PASSAGE SHOWN —
-*-

Your ability to see clearly can be affected in multiple ways. If it is a downpour, you definitely won’t be able to see too far in front of you. Even a light rain may cause mist and fog which will also make it difficult to see into the distance. Precipitation also tends to cause problems with your ski goggles. Water build-up, fogging, and water turning to ice on the outside of them are all possible issues that you may have to deal with.
Advantages to Skiing in the Rain
Are there really any advantages to skiing in the rain? They are kind of hard to come up with but there are a few. Let’s take a look and see what they are.
I think the main thing to think about is that you still get to go skiing. You may have planned a trip and possibly already spent money so you don’t want to sit at home or in your hotel room for the day. Even if the conditions are poor, you still get to do the thing you love, which is skiing. Even though it may be different than what you are used to, you will probably still have a great and memorable time.
You will most likely see far fewer people out on the slopes. If you don’t like crowds, this can be a great thing. The lines at the lifts will be shorter and you will be able to take many more runs than you usually would on a day with a heavy crowd. Most of the runs on the mountain will be wide open and you may have them all to yourself. All you have to do is find the best ones with the least ice and slush and you could have a great day out there.
Learn new skills
If you have never tried skiing in the rain, you will learn some new skills. You will learn how to deal with ice and slush. You will also learn how to deal with low visibility. These are skills that can come in handy for any skiing adventure and on a rainy day, you will get very good at them.
Tips for Skiing in Rain
If you do decide to venture out on a wet day, there are some things to keep in mind that may help you make the best of a day that others may just give up on. Below are a few tips to think about.
- Wax your skis with some softer grade warm weather wax before you start. This will help you to better glide through heavy snow and slush.
- Don’t freak out. The first time you hit a sheet of ice, try to stay calm and ride it out. If you panic you may move too quickly and find yourself on the ground.
- Be patient. This kind of goes with the tip above, but also plan out your moves ahead if you have enough visibility and don’t try to do too much at once. Take your time until you get comfortable with the conditions.

-*-

MATERIAL SHOWN —
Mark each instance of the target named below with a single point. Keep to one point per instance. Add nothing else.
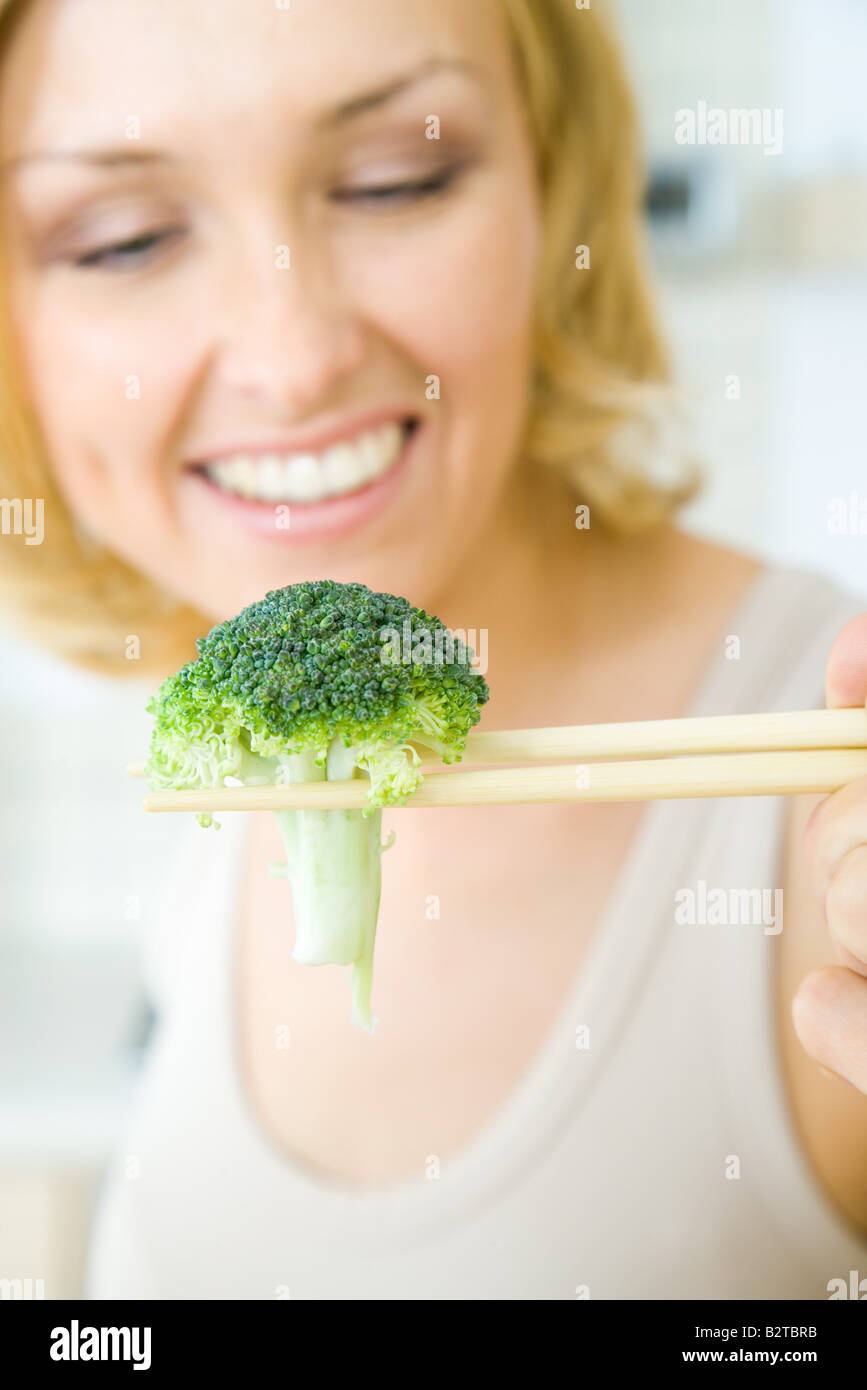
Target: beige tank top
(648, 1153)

-*-

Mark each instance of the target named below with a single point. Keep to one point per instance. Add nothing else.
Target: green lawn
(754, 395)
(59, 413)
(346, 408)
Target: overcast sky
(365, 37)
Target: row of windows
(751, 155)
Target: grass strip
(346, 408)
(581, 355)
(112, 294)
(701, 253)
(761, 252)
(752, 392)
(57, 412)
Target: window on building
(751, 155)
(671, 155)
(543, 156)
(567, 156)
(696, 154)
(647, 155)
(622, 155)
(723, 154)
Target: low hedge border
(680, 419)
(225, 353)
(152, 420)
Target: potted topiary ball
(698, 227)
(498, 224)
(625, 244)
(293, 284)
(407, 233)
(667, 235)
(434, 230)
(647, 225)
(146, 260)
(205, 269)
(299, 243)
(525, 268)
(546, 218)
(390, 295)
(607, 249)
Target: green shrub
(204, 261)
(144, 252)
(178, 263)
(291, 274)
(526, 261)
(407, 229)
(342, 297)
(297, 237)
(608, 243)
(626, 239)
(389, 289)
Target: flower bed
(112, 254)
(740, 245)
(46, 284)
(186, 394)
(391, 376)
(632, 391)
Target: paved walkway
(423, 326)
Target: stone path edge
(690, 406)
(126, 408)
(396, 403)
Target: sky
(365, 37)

-*-

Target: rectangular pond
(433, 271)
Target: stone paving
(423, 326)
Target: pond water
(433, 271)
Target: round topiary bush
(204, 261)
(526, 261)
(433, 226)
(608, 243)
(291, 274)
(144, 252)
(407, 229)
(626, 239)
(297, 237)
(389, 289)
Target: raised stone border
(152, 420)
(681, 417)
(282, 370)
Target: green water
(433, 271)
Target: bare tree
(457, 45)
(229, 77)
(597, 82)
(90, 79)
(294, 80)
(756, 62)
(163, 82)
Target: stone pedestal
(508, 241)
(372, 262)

-*-

EXERCISE INSTRUCTIONS —
A) Please rewrite the passage on skiing in the rain from "Learn new skills" to "to think about.", substituting "techniques" for every "skills".
B) In the passage on skiing in the rain, what kind of wax should go on your skis before you start?
C) Extend the passage on skiing in the rain, picking up after its final sentence.

ANSWERS FOR THE TASKS —
A)
Learn new techniques
If you have never tried skiing in the rain, you will learn some new techniques. You will learn how to deal with ice and slush. You will also learn how to deal with low visibility. These are techniques that can come in handy for any skiing adventure and on a rainy day, you will get very good at them.
Tips for Skiing in Rain
If you do decide to venture out on a wet day, there are some things to keep in mind that may help you make the best of a day that others may just give up on. Below are a few tips to think about.

B) A softer grade warm weather wax.

C)
- Adjust your stance. Widen your stance a little to give you more stability. This will help to prepare you for hitting some of those ice patches and for abruptly slowing down in heavy snow or slush. Just don’t go too wide or you might find yourself doing the splits when you hit a sheet of ice.
- Take wider turns. Try to avoid making very sharp cuts. Go into your turns a little sooner and make them wider. This will help prevent sliding on the ice as much.
- Be more aware of your edge control. As you make cuts and turns, try to feel if your ski edges are biting and griping before you put your full weight into it.
- Wear appropriate gear. Try to use waterproof or water-resistant clothing but don’t overdress. Since temps will probably be warmer you may get overheated.
If you end up with showers instead of snow on you’re ski trip, you don’t have to give up or just go back home. You can still ski and make the best of your trip by being prepared for the conditions you will face and by following a few simple tips that we have outlined above.
What other tips do you have that help with wet weather adventures? We’d love to hear from you, so please leave your comments.
As a young kid, I traveled from Indiana to Colorado where I first learned to ski. Over the years my love for skiing grew and eventually as an adult I was able to move to Colorado where I can always be close to the mountains. Writing about skiing gives me the opportunity to continue to be involved in a sport that I have always enjoyed.